Put the material below into a JSON list of strings, one string per line, with blank lines omitted.
===== RECORDS SUPPLIED =====
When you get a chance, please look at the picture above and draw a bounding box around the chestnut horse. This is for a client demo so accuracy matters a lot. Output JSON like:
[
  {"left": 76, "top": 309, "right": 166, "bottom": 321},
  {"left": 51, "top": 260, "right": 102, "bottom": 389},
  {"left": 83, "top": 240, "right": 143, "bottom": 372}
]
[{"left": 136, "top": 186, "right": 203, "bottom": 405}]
=====
• [RESPONSE BELOW]
[
  "When you get a chance, please look at the picture above and draw a bounding box around the chestnut horse. This is for a client demo so accuracy matters a lot. Output JSON like:",
  "[",
  "  {\"left\": 76, \"top\": 309, \"right\": 166, \"bottom\": 321},",
  "  {\"left\": 51, \"top\": 260, \"right\": 102, \"bottom\": 389},",
  "  {\"left\": 83, \"top\": 240, \"right\": 143, \"bottom\": 372}",
  "]",
  "[{\"left\": 136, \"top\": 186, \"right\": 203, \"bottom\": 405}]"
]